▸ **Records shown**:
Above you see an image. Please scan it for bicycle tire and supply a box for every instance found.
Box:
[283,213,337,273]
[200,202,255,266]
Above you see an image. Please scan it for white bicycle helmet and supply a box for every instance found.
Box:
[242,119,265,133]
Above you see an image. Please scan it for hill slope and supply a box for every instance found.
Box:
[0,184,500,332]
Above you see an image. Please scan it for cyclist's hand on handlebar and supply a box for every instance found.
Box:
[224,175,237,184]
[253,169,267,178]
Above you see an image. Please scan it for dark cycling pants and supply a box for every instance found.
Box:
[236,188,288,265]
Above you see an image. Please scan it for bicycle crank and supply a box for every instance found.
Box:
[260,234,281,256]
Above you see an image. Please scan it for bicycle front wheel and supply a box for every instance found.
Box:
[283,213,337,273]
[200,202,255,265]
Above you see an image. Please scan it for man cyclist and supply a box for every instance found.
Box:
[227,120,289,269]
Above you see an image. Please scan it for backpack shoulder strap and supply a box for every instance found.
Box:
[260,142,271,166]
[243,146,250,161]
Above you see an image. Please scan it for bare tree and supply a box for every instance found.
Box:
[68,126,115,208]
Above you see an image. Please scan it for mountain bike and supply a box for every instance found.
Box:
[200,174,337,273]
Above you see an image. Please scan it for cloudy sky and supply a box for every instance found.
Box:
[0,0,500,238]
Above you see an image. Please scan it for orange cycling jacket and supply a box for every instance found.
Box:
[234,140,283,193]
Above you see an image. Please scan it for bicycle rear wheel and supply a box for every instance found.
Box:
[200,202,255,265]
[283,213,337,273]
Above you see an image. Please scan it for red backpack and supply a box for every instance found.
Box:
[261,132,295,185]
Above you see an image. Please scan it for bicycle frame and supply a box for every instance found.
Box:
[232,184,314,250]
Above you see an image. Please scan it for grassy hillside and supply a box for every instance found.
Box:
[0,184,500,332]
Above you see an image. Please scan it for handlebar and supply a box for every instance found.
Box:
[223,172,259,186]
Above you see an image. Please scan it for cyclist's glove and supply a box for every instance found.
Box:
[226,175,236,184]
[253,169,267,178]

▸ **What you will do**: Print all of the records above again word for word, changing nothing and leaving nothing out.

▸ **Written response**:
Above you see an image. Please scan it for bicycle tire and supply a box for every instance found.
Box:
[283,213,337,273]
[200,202,255,266]
Above you see an image. Please scan it for white bicycle helmet and supply a box for every instance found.
Box:
[242,119,265,133]
Above you see an image. Please scan it for hill slope and supply a box for every instance found.
Box:
[0,184,500,332]
Above you see an image. Please scan it for cyclist's hand on handlebar and supply a box for every instance found.
Box:
[224,175,237,184]
[253,169,267,178]
Above you see an image. Please scan it for dark cycling pants and supply a box for every instance found.
Box:
[236,188,288,265]
Above you see an image. Please scan it for bicycle crank and supply a box for every instance found.
Box:
[260,234,281,256]
Above you see an image. Please scan it for bicycle front wheel and supply a box for every instance found.
Box:
[283,213,337,273]
[200,202,255,265]
Above you see an image. Please scan it for man cyclist and supply a box for every instance found.
Box:
[227,120,289,269]
Above you see an image. Please scan it for backpack shoulder strap and supply a box for every instance found.
Box:
[260,142,271,166]
[243,146,250,161]
Above you see an image. Please scan it for bare tree and supply a box for every instance found.
Box:
[68,126,115,208]
Above you see an image. Please scan it for mountain bike and supply a box for every instance found.
Box:
[200,174,337,273]
Above you see an image. Please scan it for cloudy sky and supply a box for every instance found.
Box:
[0,0,500,238]
Above you see an image. Please scan it for orange cycling jacket and supply a box for every instance found.
Box:
[234,140,283,193]
Above you see an image. Please scan it for bicycle rear wheel and supply a box for every instance found.
Box:
[200,202,255,265]
[283,213,337,273]
Above you see an image. Please scan it for red backpack and supply a box for every instance found.
Box:
[261,132,295,185]
Above you see an image. Please scan it for bicycle frame and supply a box for every instance found.
Box:
[232,184,314,250]
Above you see an image. Please scan it for grassy hillside and supply a box for every instance found.
Box:
[0,184,500,332]
Above you see an image. Please scan it for handlebar and supply a box for every instance found.
Box:
[223,172,259,186]
Above you see an image. Please scan it for cyclist's glove and supply a box for every instance found.
Box:
[226,175,236,184]
[253,169,267,178]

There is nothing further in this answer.